# [Record extracts]
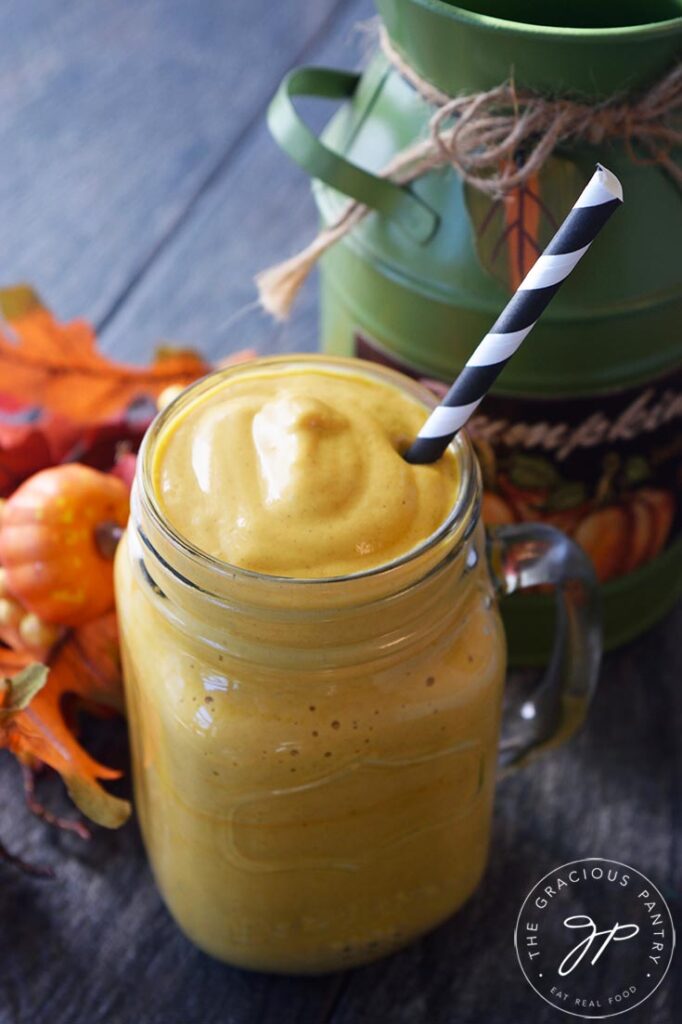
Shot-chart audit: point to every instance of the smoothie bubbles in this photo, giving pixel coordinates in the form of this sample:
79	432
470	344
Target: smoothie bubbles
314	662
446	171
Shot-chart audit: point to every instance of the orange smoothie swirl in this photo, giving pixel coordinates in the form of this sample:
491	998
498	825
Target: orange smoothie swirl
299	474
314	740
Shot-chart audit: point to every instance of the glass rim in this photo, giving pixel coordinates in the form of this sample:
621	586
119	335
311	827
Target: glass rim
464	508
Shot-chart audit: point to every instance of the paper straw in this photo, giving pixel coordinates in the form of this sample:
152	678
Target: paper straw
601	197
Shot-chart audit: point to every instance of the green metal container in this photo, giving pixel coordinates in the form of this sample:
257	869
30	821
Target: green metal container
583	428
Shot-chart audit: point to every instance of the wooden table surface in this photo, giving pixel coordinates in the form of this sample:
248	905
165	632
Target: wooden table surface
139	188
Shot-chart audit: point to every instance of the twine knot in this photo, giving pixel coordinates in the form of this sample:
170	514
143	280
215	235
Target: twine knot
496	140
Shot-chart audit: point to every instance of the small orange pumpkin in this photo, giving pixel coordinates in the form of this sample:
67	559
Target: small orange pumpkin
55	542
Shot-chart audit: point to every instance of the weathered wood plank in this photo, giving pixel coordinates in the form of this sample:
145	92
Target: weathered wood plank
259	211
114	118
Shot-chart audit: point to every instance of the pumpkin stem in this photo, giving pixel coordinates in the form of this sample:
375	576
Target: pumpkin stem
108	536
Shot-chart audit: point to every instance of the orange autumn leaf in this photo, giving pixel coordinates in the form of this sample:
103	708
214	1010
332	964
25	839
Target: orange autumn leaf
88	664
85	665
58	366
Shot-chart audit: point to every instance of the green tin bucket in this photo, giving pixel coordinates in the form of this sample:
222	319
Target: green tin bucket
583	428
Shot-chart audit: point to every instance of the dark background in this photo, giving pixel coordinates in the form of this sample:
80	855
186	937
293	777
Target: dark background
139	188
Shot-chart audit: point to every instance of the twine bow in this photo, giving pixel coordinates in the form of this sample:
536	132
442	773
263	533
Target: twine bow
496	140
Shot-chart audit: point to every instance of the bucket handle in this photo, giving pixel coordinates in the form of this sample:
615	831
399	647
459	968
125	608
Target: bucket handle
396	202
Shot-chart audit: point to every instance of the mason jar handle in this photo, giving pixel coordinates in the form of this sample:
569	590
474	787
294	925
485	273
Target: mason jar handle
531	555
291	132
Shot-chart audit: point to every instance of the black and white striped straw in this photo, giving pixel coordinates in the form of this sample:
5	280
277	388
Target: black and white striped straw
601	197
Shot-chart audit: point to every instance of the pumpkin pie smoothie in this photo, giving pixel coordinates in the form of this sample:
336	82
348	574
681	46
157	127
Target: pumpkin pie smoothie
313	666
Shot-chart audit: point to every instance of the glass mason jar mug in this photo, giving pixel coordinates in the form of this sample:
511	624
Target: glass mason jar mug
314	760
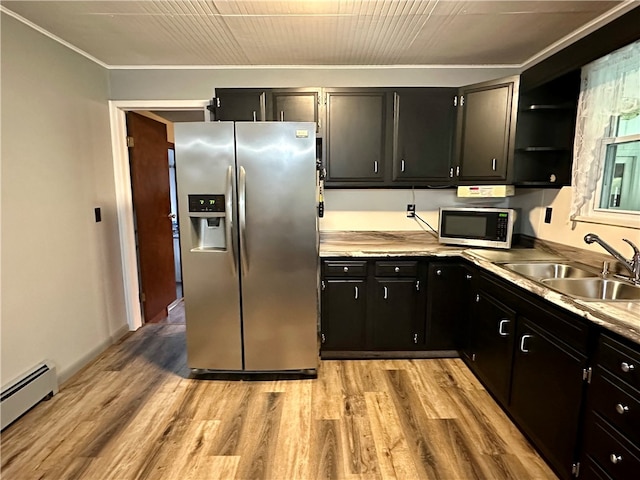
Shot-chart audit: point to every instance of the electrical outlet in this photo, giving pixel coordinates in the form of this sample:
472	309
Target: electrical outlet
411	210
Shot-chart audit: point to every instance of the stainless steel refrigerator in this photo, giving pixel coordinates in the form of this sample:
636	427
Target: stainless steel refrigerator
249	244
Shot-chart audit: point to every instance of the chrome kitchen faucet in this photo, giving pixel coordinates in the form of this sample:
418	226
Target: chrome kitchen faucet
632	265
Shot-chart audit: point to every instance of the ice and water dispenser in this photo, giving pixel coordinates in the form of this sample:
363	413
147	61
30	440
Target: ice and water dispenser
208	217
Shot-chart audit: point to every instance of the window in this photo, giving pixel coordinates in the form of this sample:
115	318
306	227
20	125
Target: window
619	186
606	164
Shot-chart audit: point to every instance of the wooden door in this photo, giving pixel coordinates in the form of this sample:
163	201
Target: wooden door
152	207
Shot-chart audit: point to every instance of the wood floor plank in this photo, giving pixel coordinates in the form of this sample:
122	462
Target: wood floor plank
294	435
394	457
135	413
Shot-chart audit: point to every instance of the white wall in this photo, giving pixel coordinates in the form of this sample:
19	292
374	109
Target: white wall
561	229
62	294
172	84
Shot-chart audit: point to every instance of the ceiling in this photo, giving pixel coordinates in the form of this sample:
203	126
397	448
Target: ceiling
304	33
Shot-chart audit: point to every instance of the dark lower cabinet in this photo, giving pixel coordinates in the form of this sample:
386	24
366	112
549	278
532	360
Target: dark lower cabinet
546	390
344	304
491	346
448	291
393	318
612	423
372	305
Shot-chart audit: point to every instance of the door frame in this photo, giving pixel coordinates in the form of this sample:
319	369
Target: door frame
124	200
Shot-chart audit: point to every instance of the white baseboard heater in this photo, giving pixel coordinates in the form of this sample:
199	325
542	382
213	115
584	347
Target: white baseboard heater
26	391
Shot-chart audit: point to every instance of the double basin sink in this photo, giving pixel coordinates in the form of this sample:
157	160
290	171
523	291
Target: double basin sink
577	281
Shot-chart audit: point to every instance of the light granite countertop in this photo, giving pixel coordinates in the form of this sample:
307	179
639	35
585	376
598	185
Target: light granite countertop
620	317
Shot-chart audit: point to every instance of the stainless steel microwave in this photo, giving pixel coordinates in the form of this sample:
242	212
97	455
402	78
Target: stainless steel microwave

# [Task to complete]
Reproduce only the lines between the line containing "Shot-chart audit: point to every instance of the wood floor" and the last line of the records, those two lines included, exactly.

# [Task result]
Shot-chart audit: point to every instance of the wood floor plank in this photo, giving pixel coordinates in the form of this sample:
122	462
Target: wood floor plank
294	435
394	457
135	413
Shot-chart audit: point to every instance of the white wall in this photo, giving pixel coordinates in the form of this sample:
19	292
374	109
Target: white wall
561	229
62	294
172	84
Shot-chart audit: point to every instance of the ceiling in this photo, giving pixel coordinates in the form of this sample:
203	126
397	448
Target: ceiling
304	33
Shot-chart audit: point to every instance of the dark lower cabinet in this photo, giving pixel coordinates in the form of this sample:
386	24
366	112
549	278
532	360
Target: dark lower cabinet
546	390
344	304
491	346
448	291
393	318
612	423
372	305
Shot-chart audit: point to every instance of the door frame in this photo, giving pixel coordinates in the form of this sample:
319	369
Target: door frame
124	200
Shot-chart audit: point to every instance of the white baseboard heater in this photo, giving pixel coordinates in the form of this sample:
199	325
542	382
213	115
584	347
Target: white baseboard heater
26	391
Shot-chart audit: point to every instance of the double basin sink in this photo, giving pixel coordinates in the form of this sample:
157	160
290	171
523	291
Target: double basin sink
577	281
Shot-chart audit: point to every instance of the light granite countertop in this photo, giving pixel coordinates in the form of this sample:
307	179
639	35
585	376
598	185
Target: light granite countertop
620	317
Shot-chart audit: point to every instance of the stainless steel microwave in this photo, giving pixel coordinates in the form of this sample:
242	212
97	455
402	78
Target: stainless steel microwave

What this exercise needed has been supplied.